Tasks and exercises
#1 Swap "lawyer" for "barrister" while rewriting the passage on the Pat Finucane review from "However she said" up to and including "any witnesses.".
#2 Put this sentence from the passage on the Pat Finucane review into French: "In short, we have had no chance to assess the evidence for ourselves at first hand."
#3 Write what comes next in the passage on the Pat Finucane review, picking up from its final line.

Excerpted text
/---
She insisted that the family came to London prepared to judge the
report with “an open mind” and with “a faint hope” that their
misgivings would be proved wrong.
However she said “I regret to say that once again we have been
proved right.”
She said the review had been “compiled by a lawyer with strong
links to the Conservative Party who was appointed by the Conservative
Government without consultation. The report is the result of a process
into which we have had no input – we have seen no documents, nor heard
any witnesses.
“In short, we have had no chance to assess the evidence for
ourselves at first hand. We are expected to take the word of the man
appointed by the British Government.”
On December 12 the Pat Finucane Centre said: “The British prime
minister, David Cameron, has today described loyalist/state collusion
revealed in the de Silva review relating to the murder of solicitor
Pat Finucane as ‘unbelievably ghastly’.
“The Pat Finucane Centre, however, believes those words would be
better applied to the British government’s continuing refusal to
establish a full, public, independent inquiry.
“Cameron is pushing the line that there was no ‘over-arching’
State conspiracy into Pat Finucane’s murder, yet:
1. The UDA, whose gunmen (including RUC agent Ken Barrett) murdered
Pat, whose ‘intelligence’ unit was headed by a British military
agent (Brian Nelson) and whose ‘quartermaster’ (Billy Stobie)
\---
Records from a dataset
/---
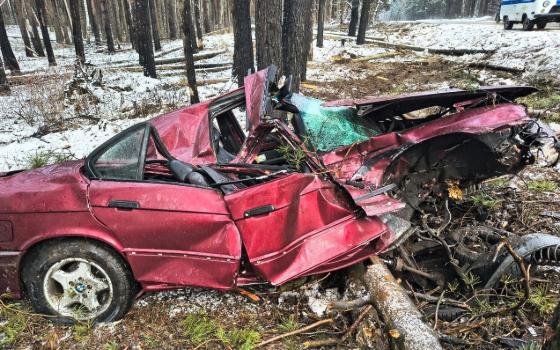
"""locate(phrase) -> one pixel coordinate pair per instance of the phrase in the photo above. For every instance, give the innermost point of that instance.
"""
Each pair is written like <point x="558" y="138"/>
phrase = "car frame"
<point x="82" y="238"/>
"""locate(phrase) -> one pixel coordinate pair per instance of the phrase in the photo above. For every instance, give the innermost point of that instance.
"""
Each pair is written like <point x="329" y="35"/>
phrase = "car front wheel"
<point x="528" y="24"/>
<point x="78" y="280"/>
<point x="507" y="24"/>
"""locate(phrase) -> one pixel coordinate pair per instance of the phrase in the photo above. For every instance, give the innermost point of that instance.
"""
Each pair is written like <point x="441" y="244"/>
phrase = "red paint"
<point x="186" y="235"/>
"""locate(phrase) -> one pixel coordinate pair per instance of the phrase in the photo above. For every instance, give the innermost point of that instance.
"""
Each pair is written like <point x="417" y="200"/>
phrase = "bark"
<point x="93" y="23"/>
<point x="41" y="17"/>
<point x="320" y="23"/>
<point x="117" y="28"/>
<point x="35" y="36"/>
<point x="188" y="28"/>
<point x="56" y="23"/>
<point x="397" y="310"/>
<point x="196" y="7"/>
<point x="7" y="53"/>
<point x="308" y="39"/>
<point x="107" y="25"/>
<point x="64" y="17"/>
<point x="354" y="14"/>
<point x="154" y="24"/>
<point x="208" y="21"/>
<point x="144" y="37"/>
<point x="23" y="28"/>
<point x="77" y="30"/>
<point x="129" y="23"/>
<point x="294" y="45"/>
<point x="268" y="33"/>
<point x="190" y="24"/>
<point x="364" y="19"/>
<point x="243" y="44"/>
<point x="171" y="7"/>
<point x="554" y="342"/>
<point x="4" y="86"/>
<point x="83" y="19"/>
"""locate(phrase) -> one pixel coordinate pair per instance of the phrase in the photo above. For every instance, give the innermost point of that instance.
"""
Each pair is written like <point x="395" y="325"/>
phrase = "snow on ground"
<point x="535" y="51"/>
<point x="126" y="98"/>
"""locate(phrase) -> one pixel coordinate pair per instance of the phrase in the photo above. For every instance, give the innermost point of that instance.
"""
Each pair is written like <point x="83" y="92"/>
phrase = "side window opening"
<point x="122" y="160"/>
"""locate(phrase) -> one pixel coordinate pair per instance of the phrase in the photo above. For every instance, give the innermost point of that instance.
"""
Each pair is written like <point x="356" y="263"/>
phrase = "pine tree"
<point x="4" y="86"/>
<point x="364" y="19"/>
<point x="354" y="14"/>
<point x="143" y="35"/>
<point x="154" y="25"/>
<point x="107" y="25"/>
<point x="268" y="33"/>
<point x="6" y="48"/>
<point x="294" y="45"/>
<point x="320" y="22"/>
<point x="77" y="30"/>
<point x="243" y="44"/>
<point x="42" y="18"/>
<point x="188" y="45"/>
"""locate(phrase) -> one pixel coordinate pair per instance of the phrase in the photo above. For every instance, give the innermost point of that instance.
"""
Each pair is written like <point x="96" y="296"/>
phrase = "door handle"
<point x="265" y="209"/>
<point x="127" y="205"/>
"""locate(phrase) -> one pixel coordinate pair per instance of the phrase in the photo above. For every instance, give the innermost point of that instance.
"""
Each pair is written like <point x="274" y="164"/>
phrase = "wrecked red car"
<point x="189" y="199"/>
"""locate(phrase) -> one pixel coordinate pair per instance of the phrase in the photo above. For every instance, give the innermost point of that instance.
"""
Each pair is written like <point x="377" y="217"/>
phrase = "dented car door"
<point x="299" y="223"/>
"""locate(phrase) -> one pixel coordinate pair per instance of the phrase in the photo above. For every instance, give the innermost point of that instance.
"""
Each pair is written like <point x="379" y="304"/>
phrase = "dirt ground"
<point x="202" y="319"/>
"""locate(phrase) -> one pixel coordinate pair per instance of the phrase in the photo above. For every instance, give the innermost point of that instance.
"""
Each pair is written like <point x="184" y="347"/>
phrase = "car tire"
<point x="78" y="280"/>
<point x="507" y="24"/>
<point x="528" y="24"/>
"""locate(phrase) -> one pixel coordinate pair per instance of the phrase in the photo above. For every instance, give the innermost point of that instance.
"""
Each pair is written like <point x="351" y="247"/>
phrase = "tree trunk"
<point x="268" y="33"/>
<point x="188" y="45"/>
<point x="41" y="17"/>
<point x="171" y="7"/>
<point x="4" y="86"/>
<point x="77" y="30"/>
<point x="93" y="23"/>
<point x="154" y="24"/>
<point x="35" y="36"/>
<point x="200" y="44"/>
<point x="129" y="24"/>
<point x="208" y="21"/>
<point x="64" y="17"/>
<point x="294" y="45"/>
<point x="308" y="38"/>
<point x="243" y="44"/>
<point x="554" y="343"/>
<point x="364" y="19"/>
<point x="143" y="35"/>
<point x="56" y="23"/>
<point x="7" y="53"/>
<point x="23" y="28"/>
<point x="320" y="23"/>
<point x="108" y="31"/>
<point x="354" y="14"/>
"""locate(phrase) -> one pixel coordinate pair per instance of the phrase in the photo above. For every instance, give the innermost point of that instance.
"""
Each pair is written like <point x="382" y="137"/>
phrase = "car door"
<point x="298" y="224"/>
<point x="173" y="234"/>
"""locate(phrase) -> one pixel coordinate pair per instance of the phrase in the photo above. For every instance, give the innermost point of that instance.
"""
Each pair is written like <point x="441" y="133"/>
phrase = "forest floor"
<point x="39" y="124"/>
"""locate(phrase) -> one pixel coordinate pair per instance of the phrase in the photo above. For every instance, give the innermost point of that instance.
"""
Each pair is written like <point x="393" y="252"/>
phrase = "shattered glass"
<point x="330" y="127"/>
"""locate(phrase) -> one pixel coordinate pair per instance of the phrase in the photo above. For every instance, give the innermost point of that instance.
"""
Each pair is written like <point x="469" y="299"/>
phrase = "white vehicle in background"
<point x="529" y="13"/>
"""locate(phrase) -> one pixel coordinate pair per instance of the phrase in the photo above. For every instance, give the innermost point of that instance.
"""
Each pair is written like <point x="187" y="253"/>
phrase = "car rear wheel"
<point x="507" y="24"/>
<point x="528" y="24"/>
<point x="78" y="280"/>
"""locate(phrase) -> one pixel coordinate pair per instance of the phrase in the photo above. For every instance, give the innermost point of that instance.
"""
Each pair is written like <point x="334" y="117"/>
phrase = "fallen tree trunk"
<point x="382" y="43"/>
<point x="408" y="331"/>
<point x="496" y="67"/>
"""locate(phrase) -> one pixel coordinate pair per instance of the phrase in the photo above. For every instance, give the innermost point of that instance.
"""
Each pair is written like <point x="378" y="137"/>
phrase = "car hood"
<point x="59" y="187"/>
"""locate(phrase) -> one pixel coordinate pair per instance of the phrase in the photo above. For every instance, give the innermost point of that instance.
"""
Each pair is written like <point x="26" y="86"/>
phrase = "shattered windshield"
<point x="327" y="128"/>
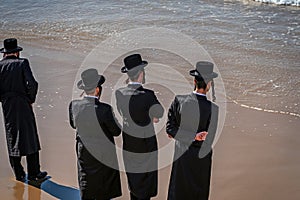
\---
Per-task outputs
#1
However she said “I regret to say that once again we have been
proved right.”
She said the review had been “compiled by a barrister with strong
links to the Conservative Party who was appointed by the Conservative
Government without consultation. The report is the result of a process
into which we have had no input – we have seen no documents, nor heard
any witnesses.

#2 En bref, nous n'avons eu aucune possibilité d'évaluer les preuves par nous-mêmes, de première main.

#3
provided the weapon used (stolen from a British Army barracks in
Holywood, County Down) was a legal organisation at the time of the
murder.
It took a further three years before the UDA was banned. The Pat
Finucane Centre has uncovered documents showing that, as far back as
the early 1970s, the UDA was viewed as a ‘release valve’ for
‘Protestant extremists’.
2. In January 1992, the then Department of Public Prosecutions
reached a deal (effectively a cover-up), allowing Nelson to plead
guilty to five counts of conspiracy to murder. This prevented the
courts examining his activities as a British military agent. Nelson
was given a derisory ten year prison term.
3. The man who acted as Nelson’s “handler” and who gave him a
glowing character reference during the 1992 court hearing was
Brigadier Gordon Kerr who became head of the Force Research Unit in
1987, two years before Pat Finucane’s murder.
“In 1997 (eight years after Pat Finucane’s murder), Kerr was
promoted and became Britain’s military attaché in Beijing, where
he was awarded an OBE. He also holds the Queen’s Medal for
Gallantry. Two weeks after he was identified in the Stevens Report
into collusion in the murder of Pat Finucane, Tony Blair sent him to
Iraq. He has never been charged with a single offence.
“Pat Finucane was stalked by a British military agent who was then
given effective immunity by the office of the DPP. The gun used to
murder him was of British military origin. It was supplied by one
RUC agent and fired by another RUC agent.
“Pat Finucane’s murder was authorised and carried out by state
agents. What more evidence is needed before London grants the public
inquiry demanded by the Finucane family?”
2. RUC to investigate Bloody Sunday?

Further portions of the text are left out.